**Task instructions**
Report each line below that contains the word "hair", copying every such line in full.

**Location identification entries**
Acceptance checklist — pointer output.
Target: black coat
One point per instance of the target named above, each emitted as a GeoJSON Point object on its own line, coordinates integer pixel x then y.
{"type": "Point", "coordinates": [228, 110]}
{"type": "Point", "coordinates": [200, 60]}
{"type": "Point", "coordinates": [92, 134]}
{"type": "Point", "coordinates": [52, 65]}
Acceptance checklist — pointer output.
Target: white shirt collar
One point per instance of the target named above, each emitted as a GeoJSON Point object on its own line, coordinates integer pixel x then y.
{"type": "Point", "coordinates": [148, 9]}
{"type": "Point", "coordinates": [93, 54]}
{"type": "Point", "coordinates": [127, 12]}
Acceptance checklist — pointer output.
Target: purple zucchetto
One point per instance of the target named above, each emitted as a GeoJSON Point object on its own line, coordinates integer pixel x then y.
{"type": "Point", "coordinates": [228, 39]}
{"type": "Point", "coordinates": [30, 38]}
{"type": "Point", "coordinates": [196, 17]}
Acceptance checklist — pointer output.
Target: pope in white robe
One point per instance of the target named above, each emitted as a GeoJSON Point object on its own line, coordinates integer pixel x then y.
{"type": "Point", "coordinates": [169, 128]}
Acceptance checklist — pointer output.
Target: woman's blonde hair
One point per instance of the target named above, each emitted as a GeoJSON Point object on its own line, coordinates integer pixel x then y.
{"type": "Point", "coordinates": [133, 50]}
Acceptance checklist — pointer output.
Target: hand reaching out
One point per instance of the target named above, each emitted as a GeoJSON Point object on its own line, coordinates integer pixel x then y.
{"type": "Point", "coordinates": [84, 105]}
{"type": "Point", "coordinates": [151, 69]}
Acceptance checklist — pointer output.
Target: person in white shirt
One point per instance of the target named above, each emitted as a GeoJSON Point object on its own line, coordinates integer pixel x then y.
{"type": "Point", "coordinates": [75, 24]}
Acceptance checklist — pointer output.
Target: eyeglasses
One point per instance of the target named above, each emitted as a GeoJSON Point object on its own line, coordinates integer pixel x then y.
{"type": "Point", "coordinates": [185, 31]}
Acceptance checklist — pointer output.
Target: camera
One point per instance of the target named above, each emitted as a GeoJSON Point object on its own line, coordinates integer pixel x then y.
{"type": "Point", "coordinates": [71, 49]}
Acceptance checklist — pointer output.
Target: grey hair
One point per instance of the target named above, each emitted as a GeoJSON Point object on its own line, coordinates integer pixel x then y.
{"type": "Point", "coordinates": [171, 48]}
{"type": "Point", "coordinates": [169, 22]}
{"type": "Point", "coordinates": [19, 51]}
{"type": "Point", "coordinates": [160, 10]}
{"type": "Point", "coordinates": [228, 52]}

...

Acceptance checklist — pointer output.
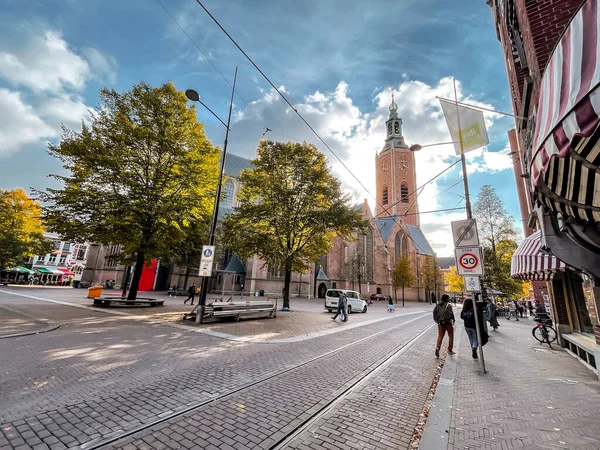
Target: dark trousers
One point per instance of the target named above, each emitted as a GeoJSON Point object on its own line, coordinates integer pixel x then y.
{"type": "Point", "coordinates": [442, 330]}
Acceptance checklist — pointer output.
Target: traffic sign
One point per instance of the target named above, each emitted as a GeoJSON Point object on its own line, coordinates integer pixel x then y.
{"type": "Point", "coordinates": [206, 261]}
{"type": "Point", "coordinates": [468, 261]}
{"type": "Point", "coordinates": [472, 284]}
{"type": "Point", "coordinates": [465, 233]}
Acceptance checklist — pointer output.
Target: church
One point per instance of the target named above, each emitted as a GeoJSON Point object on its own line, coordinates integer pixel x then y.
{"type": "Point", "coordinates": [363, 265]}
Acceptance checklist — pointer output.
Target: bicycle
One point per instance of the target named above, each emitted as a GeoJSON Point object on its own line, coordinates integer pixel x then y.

* * *

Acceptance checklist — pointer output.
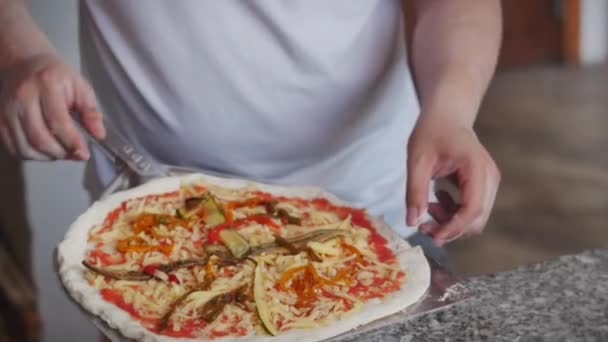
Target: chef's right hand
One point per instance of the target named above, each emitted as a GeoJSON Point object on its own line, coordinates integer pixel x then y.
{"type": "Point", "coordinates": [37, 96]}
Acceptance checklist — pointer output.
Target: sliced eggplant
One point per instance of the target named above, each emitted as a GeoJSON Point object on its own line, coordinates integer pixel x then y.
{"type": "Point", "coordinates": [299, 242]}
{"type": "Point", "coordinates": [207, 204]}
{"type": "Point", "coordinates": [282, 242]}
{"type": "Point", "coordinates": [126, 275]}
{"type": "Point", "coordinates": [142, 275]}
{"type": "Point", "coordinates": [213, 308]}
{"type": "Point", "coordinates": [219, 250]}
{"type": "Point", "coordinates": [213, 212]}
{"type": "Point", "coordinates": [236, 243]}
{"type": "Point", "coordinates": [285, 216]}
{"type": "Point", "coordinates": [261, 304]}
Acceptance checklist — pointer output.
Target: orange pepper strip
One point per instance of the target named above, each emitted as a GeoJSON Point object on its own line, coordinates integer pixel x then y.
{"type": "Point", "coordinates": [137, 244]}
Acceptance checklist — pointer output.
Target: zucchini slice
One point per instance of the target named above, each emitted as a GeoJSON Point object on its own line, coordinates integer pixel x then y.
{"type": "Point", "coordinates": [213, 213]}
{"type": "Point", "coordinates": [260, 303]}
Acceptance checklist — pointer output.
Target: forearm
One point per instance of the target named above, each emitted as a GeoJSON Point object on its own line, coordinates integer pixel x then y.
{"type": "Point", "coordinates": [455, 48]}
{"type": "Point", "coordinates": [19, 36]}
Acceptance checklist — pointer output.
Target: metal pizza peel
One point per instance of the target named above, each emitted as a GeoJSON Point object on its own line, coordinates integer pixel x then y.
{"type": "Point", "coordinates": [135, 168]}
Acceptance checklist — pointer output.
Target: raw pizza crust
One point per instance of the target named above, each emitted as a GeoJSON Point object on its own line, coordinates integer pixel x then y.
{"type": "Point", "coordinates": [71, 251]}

**Solution**
Target: woman's blonde hair
Target: grey hair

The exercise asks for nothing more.